**Exercise objective**
Which lines of the records below contain the word "teal"? Copy out each of them in full.

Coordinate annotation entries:
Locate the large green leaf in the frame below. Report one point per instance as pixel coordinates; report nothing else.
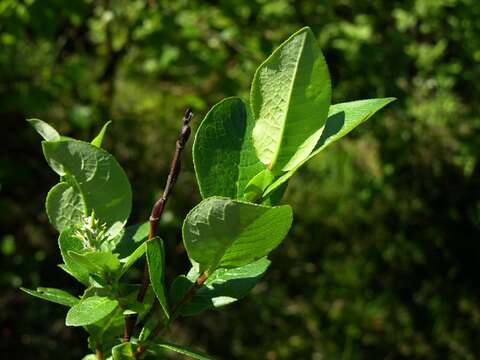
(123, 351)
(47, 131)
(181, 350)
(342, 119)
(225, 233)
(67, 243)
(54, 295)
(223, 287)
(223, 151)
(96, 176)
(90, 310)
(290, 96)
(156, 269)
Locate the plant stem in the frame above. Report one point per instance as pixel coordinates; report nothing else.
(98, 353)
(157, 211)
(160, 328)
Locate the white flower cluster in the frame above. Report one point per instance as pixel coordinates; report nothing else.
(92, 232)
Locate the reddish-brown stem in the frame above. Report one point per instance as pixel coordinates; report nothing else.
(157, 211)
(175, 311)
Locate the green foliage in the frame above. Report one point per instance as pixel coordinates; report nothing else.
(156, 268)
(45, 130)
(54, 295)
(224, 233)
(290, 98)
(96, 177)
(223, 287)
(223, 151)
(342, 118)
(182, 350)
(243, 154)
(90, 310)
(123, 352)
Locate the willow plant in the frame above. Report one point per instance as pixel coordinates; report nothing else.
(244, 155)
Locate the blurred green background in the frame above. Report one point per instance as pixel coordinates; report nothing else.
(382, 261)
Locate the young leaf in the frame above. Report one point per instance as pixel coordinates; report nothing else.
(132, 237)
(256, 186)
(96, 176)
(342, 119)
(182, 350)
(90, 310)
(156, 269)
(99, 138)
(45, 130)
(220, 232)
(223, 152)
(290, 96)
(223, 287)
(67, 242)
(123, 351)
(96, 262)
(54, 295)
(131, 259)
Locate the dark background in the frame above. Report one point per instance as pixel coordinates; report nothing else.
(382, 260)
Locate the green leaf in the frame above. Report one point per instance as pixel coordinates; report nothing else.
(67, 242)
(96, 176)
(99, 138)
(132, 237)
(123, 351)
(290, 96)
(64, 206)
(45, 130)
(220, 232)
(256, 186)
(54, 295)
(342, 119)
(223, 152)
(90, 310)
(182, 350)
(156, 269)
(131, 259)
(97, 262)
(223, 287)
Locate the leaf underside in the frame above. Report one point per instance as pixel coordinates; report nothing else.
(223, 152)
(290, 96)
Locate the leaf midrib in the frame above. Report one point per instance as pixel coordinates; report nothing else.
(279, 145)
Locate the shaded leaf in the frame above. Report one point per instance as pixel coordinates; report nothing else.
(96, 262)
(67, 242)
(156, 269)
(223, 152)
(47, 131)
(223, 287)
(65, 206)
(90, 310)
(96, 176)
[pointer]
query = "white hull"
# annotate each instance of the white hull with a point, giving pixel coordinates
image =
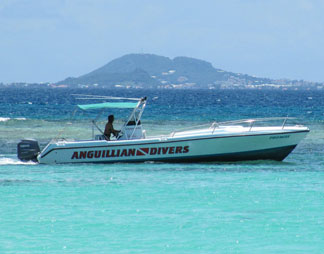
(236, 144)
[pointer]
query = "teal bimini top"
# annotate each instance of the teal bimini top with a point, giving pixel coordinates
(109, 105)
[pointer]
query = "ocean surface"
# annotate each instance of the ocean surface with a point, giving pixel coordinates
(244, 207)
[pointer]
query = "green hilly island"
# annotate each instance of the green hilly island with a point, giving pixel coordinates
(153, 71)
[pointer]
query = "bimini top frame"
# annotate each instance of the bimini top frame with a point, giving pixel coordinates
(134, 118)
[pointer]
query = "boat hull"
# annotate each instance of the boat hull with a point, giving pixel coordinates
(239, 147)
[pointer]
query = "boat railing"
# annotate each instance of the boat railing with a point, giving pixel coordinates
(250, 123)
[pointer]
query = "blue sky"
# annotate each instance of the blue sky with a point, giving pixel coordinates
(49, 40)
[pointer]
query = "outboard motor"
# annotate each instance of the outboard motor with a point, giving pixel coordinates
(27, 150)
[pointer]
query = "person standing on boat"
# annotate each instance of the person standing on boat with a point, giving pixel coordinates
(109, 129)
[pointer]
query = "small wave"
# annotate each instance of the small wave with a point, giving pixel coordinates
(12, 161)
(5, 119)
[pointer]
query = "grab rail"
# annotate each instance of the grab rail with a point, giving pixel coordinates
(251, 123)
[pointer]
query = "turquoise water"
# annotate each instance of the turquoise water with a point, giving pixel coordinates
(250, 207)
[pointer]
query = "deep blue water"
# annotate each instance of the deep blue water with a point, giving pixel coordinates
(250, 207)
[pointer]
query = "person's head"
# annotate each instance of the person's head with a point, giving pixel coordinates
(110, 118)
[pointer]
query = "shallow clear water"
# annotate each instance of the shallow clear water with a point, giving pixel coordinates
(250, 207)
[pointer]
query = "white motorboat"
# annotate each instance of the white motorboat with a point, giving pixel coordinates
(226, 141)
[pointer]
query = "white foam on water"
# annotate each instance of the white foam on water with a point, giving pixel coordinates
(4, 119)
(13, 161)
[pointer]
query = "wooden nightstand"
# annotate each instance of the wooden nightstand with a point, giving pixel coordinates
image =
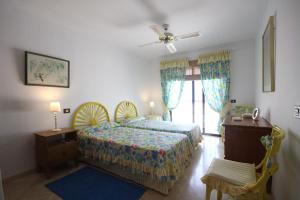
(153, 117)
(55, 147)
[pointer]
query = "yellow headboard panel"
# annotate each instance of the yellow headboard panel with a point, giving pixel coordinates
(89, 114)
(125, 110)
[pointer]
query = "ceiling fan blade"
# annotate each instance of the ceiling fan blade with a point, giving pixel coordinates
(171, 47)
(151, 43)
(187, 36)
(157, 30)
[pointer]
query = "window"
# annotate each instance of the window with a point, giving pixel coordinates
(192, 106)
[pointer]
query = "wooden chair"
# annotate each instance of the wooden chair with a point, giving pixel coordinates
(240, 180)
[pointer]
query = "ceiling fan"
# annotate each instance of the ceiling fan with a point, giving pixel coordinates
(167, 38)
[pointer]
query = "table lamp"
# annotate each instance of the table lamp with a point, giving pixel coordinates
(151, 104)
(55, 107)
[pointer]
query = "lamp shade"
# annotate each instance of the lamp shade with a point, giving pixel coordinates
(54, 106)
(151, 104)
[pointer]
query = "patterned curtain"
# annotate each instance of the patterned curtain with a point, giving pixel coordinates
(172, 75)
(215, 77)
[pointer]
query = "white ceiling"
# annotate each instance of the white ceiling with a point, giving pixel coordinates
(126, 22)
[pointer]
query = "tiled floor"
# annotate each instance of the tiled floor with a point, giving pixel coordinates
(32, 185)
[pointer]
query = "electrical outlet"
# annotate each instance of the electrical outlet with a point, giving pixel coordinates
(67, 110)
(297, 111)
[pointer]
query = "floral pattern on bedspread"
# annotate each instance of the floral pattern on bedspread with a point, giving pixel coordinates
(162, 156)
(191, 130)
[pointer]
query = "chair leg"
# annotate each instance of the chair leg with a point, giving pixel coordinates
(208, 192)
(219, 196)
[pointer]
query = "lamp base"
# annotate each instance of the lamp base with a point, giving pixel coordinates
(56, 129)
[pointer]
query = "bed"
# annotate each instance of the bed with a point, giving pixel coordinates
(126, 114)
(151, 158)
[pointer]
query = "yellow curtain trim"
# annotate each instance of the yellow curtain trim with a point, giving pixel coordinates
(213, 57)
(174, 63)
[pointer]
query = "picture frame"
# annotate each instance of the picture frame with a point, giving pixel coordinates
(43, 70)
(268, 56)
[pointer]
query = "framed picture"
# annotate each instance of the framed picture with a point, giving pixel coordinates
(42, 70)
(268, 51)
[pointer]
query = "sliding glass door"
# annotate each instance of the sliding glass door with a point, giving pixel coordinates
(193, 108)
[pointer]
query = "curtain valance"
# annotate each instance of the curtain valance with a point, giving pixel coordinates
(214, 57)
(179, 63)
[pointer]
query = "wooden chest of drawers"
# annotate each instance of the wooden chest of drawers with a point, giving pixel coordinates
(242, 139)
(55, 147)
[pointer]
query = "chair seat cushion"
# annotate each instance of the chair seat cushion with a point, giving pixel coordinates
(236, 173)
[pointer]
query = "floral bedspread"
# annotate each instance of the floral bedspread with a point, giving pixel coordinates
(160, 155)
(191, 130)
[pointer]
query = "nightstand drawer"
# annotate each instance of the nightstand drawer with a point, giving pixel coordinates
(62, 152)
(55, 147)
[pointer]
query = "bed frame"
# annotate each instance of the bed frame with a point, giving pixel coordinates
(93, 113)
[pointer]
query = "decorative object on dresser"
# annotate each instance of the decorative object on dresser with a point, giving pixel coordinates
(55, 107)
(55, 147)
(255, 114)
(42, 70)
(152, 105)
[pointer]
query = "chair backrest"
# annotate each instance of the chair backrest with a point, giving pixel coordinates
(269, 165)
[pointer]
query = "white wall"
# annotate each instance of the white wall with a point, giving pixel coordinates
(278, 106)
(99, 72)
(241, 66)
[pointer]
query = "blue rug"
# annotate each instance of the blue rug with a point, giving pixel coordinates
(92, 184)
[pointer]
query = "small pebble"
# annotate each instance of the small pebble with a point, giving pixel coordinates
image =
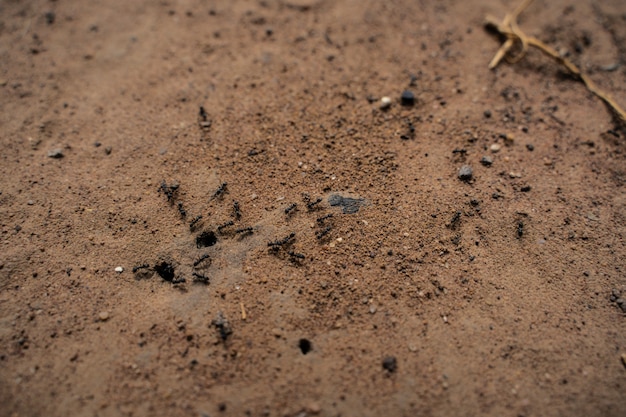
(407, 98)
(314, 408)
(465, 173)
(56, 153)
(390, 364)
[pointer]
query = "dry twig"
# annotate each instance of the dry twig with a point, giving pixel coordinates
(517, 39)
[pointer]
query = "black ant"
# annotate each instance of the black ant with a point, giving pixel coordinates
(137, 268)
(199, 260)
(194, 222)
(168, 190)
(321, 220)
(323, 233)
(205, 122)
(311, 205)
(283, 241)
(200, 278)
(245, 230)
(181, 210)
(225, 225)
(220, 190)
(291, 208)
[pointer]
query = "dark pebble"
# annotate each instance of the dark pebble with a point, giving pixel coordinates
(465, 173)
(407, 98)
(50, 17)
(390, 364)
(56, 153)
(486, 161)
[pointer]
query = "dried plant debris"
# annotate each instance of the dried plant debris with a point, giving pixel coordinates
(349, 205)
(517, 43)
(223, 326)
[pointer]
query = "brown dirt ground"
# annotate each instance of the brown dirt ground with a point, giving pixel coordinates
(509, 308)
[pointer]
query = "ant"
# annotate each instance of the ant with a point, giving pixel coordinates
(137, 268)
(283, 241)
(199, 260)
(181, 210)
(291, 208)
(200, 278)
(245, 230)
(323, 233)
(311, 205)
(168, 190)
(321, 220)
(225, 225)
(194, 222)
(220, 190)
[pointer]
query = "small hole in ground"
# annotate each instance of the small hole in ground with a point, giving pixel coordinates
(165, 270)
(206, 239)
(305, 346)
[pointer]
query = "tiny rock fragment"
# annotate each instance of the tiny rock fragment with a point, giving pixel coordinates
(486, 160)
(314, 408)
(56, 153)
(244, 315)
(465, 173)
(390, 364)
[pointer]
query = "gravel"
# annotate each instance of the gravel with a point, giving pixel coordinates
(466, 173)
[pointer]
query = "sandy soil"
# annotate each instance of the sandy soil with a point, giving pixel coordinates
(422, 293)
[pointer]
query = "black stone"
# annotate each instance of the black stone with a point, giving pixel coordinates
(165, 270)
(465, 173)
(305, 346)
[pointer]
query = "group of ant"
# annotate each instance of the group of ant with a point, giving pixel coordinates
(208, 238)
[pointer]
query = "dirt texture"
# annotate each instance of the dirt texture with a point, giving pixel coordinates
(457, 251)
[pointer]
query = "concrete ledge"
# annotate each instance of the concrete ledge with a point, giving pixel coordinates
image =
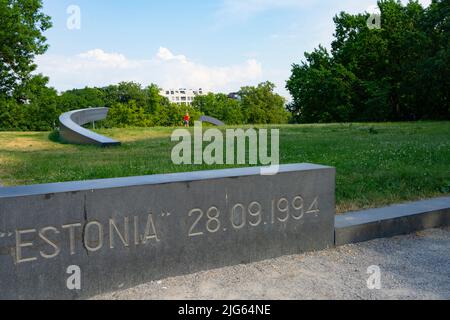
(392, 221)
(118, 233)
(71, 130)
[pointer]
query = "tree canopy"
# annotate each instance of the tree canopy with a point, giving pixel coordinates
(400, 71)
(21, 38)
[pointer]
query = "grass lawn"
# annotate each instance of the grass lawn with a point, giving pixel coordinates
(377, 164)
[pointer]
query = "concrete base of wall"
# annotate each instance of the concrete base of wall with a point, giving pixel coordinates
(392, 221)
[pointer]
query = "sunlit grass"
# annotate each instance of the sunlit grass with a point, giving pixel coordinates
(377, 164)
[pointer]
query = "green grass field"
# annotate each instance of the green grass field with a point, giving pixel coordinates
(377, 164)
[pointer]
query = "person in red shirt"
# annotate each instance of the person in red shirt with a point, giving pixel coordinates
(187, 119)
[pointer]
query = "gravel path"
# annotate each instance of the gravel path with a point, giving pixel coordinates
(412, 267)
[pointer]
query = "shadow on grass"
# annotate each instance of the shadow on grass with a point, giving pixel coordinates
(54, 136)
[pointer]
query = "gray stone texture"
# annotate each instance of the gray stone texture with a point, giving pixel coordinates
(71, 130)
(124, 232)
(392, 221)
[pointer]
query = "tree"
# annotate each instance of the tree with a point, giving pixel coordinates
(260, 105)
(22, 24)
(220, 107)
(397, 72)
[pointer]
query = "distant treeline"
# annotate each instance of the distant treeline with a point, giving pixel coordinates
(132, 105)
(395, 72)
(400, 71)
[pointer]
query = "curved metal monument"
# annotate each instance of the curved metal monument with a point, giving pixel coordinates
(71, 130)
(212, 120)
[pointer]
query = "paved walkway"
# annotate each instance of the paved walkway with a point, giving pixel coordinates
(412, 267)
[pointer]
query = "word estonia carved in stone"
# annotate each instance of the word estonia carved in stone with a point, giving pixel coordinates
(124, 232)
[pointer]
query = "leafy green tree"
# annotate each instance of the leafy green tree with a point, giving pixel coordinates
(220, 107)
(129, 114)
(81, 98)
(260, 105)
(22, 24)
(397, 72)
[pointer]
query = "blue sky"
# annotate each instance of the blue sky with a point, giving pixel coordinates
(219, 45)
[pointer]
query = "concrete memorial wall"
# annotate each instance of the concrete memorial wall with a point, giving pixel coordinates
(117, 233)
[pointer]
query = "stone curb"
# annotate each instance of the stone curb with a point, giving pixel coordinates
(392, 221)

**Solution to this exercise**
query = "teal bimini top"
# annotate each instance of the teal bimini top with a point, giving pixel coordinates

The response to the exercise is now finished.